◆ DOCUMENT TEXT:
──────────────────────────────

Sets forth the conditions for an alien to petition for permanent resident status.
Revises worldwide levels of employment- and family-based based immigrants.
Makes the the EB-5 regional center program permanent.
Eliminates: (1) the diversity immigrant program as of October 1, 2013, (2) the provision requiring the reduction of annual People's Republic of China immigrant visas to offset status adjustments under the Chinese Student Protection Act of 1992, and (3) the per-country limit for employment-based immigrants. Increases, however, the per-country limit for family-based immigrants.
Makes the J-1 visa waiver (Conrad state 30/medical services in underserved areas) program permanent.
Increases the number of alien physicians that a state may be allocated from 30 to 35 per fiscal year.
Provides up to three visa waivers per fiscal year per state for physicians in academic medical centers.
Extends dual intent to aliens coming to the United States to receive graduate medical education or training, or to take examinations required for such education or training.
Sets forth specified employment protections and contract requirements for alien physicians working in underserved areas.
Excludes from numerical immigration limitations alien physicians who have completed national interest waiver requirements by working in a health care shortage area.
Increases the H-1B (specialty occupation) nonimmigrant visa limitation to 155,000 per fiscal year beginning in FY2014.
Replaces the current higher education degree exemption from H-1B limitations with an exemption for up to 40,000 aliens with a STEM master's or doctorate degree (EB-6 and EB-7 aliens).

──────────────────────────────

◆ DATA FOR ANALYSIS:

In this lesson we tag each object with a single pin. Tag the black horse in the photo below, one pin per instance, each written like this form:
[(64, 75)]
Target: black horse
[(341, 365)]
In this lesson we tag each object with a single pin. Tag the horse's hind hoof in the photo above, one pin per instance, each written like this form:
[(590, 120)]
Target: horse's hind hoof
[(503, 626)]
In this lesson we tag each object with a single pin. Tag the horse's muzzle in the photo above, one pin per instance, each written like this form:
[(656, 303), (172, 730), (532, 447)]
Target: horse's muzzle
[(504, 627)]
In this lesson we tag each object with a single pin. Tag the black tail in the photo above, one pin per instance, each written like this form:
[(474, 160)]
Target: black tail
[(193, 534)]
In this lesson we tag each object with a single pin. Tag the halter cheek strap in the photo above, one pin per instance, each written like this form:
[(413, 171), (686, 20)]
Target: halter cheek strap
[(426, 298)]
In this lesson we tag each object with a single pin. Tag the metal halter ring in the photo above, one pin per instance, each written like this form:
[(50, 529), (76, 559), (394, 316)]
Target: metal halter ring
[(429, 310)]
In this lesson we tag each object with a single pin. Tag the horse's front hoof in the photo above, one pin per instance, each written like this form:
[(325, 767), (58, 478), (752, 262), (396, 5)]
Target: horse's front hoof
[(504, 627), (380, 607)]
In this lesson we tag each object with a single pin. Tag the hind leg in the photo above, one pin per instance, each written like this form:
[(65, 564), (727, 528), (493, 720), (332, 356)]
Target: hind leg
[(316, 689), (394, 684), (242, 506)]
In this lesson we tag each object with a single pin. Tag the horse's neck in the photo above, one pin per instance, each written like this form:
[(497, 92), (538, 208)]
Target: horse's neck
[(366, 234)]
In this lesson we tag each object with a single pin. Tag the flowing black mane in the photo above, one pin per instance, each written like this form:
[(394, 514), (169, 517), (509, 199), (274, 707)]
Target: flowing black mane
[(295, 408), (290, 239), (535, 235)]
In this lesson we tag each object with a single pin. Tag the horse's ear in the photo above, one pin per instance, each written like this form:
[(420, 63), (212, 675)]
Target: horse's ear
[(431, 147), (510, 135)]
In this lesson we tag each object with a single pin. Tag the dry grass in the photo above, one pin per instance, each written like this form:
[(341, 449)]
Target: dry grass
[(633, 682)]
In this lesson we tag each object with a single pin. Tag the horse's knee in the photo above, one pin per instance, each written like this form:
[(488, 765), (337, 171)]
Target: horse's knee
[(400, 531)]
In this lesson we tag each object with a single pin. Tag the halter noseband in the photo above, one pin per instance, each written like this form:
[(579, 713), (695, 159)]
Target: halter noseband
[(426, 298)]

──────────────────────────────

◆ TASK PROMPT: Print the immigration bill summary word for word from "Sets forth the" to "per fiscal year.".

◆ TASK OUTPUT:
Sets forth the conditions for an alien to petition for permanent resident status.
Revises worldwide levels of employment- and family-based based immigrants.
Makes the the EB-5 regional center program permanent.
Eliminates: (1) the diversity immigrant program as of October 1, 2013, (2) the provision requiring the reduction of annual People's Republic of China immigrant visas to offset status adjustments under the Chinese Student Protection Act of 1992, and (3) the per-country limit for employment-based immigrants. Increases, however, the per-country limit for family-based immigrants.
Makes the J-1 visa waiver (Conrad state 30/medical services in underserved areas) program permanent.
Increases the number of alien physicians that a state may be allocated from 30 to 35 per fiscal year.